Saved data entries
>>>

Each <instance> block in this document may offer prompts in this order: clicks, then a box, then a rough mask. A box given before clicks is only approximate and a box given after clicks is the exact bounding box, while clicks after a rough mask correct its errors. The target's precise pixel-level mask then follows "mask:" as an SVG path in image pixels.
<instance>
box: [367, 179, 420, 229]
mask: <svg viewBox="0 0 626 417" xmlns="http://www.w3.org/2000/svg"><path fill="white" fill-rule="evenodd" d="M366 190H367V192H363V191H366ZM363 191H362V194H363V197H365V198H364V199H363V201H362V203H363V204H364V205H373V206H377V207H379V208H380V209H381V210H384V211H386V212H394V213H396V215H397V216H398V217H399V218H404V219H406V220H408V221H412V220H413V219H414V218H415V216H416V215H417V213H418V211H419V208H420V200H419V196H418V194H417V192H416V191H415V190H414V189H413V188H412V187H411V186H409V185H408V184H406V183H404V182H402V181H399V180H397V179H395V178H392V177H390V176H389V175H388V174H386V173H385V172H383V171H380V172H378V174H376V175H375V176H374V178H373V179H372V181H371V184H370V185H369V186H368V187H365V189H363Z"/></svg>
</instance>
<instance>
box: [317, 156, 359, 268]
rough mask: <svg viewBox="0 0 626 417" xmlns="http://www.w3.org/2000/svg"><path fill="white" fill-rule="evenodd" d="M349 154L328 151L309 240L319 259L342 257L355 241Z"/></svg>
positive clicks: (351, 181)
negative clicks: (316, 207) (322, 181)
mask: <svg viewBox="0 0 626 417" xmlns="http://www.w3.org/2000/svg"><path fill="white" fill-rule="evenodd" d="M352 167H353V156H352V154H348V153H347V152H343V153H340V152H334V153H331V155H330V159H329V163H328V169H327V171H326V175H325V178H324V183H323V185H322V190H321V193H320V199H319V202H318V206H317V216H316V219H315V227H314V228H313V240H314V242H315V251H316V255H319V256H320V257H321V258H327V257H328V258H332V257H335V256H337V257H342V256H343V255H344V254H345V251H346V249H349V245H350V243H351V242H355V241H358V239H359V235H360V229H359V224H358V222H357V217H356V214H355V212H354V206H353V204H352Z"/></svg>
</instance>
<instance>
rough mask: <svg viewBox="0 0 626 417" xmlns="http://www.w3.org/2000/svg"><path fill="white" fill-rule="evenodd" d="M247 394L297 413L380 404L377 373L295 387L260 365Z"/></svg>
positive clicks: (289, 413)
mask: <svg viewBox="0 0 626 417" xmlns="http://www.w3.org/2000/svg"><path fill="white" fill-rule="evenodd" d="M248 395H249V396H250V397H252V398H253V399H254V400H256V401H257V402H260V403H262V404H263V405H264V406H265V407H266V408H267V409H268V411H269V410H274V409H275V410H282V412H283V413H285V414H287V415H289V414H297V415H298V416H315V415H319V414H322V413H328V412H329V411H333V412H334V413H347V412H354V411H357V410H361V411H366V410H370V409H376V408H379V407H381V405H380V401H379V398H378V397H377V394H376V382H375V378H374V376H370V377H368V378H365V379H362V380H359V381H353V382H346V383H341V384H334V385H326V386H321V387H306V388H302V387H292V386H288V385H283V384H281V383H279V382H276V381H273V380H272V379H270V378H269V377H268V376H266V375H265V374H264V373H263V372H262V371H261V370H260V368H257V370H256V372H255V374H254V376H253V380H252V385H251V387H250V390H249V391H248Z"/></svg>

<<<

## TASK TO COMPLETE
Replace every occurrence of "rough mask" with "coarse mask" throughout these records, and leave everything else unchanged.

## ANSWER SECTION
Each <instance> block in this document may offer prompts in this order: clicks, then a box, then a coarse mask. A box given before clicks is only approximate and a box given after clicks is the exact bounding box, while clicks after a coarse mask correct its errors. The target's precise pixel-level mask then follows "mask:" as an SVG path in image pixels.
<instance>
box: [367, 179, 420, 229]
mask: <svg viewBox="0 0 626 417" xmlns="http://www.w3.org/2000/svg"><path fill="white" fill-rule="evenodd" d="M366 190H367V192H363V191H366ZM363 191H362V194H363V197H365V198H364V199H363V201H362V203H363V204H364V205H373V206H377V207H379V208H380V209H381V210H384V211H386V212H394V213H396V215H397V216H398V217H399V218H404V219H406V220H408V221H412V220H413V219H414V218H415V216H416V215H417V213H418V211H419V208H420V200H419V196H418V194H417V192H416V191H415V190H414V189H413V188H412V187H411V186H409V185H408V184H406V183H404V182H402V181H399V180H397V179H395V178H392V177H390V176H389V175H388V174H386V173H385V172H383V171H380V172H378V174H376V175H375V176H374V178H373V179H372V181H371V184H370V185H369V186H368V187H365V189H363Z"/></svg>
</instance>
<instance>
box: [317, 156, 359, 268]
coarse mask: <svg viewBox="0 0 626 417" xmlns="http://www.w3.org/2000/svg"><path fill="white" fill-rule="evenodd" d="M349 154L328 151L309 240L319 259L342 257L355 241Z"/></svg>
positive clicks: (351, 181)
negative clicks: (316, 207) (322, 181)
mask: <svg viewBox="0 0 626 417" xmlns="http://www.w3.org/2000/svg"><path fill="white" fill-rule="evenodd" d="M352 167H353V156H352V154H348V153H347V152H343V153H340V152H334V153H331V155H330V159H329V163H328V169H327V171H326V175H325V178H324V183H323V185H322V190H321V193H320V199H319V202H318V206H317V216H316V219H315V227H314V228H313V240H314V242H315V251H316V255H319V256H320V257H321V258H327V257H328V258H332V257H335V256H337V257H342V256H343V255H344V254H345V251H346V249H349V245H350V243H351V242H355V241H358V239H359V235H360V229H359V224H358V222H357V217H356V214H355V212H354V206H353V204H352Z"/></svg>
</instance>
<instance>
coarse mask: <svg viewBox="0 0 626 417" xmlns="http://www.w3.org/2000/svg"><path fill="white" fill-rule="evenodd" d="M247 394L297 413L380 404L377 373L295 387L260 365Z"/></svg>
positive clicks: (289, 413)
mask: <svg viewBox="0 0 626 417" xmlns="http://www.w3.org/2000/svg"><path fill="white" fill-rule="evenodd" d="M248 395H249V396H250V397H252V398H253V399H254V400H256V401H257V402H260V403H262V404H263V405H264V406H265V407H266V408H267V409H268V411H269V410H274V409H275V410H282V412H283V413H285V414H287V415H289V414H297V415H298V416H315V415H319V414H322V413H328V412H329V411H333V412H334V413H347V412H354V411H357V410H361V411H366V410H370V409H376V408H379V407H381V405H380V401H379V398H378V397H377V394H376V382H375V378H374V376H370V377H368V378H365V379H362V380H359V381H353V382H346V383H341V384H334V385H326V386H321V387H306V388H302V387H292V386H288V385H283V384H281V383H279V382H276V381H273V380H272V379H270V378H269V377H268V376H266V375H265V374H264V373H263V372H262V371H261V370H260V368H257V370H256V372H255V374H254V376H253V380H252V385H251V387H250V390H249V391H248Z"/></svg>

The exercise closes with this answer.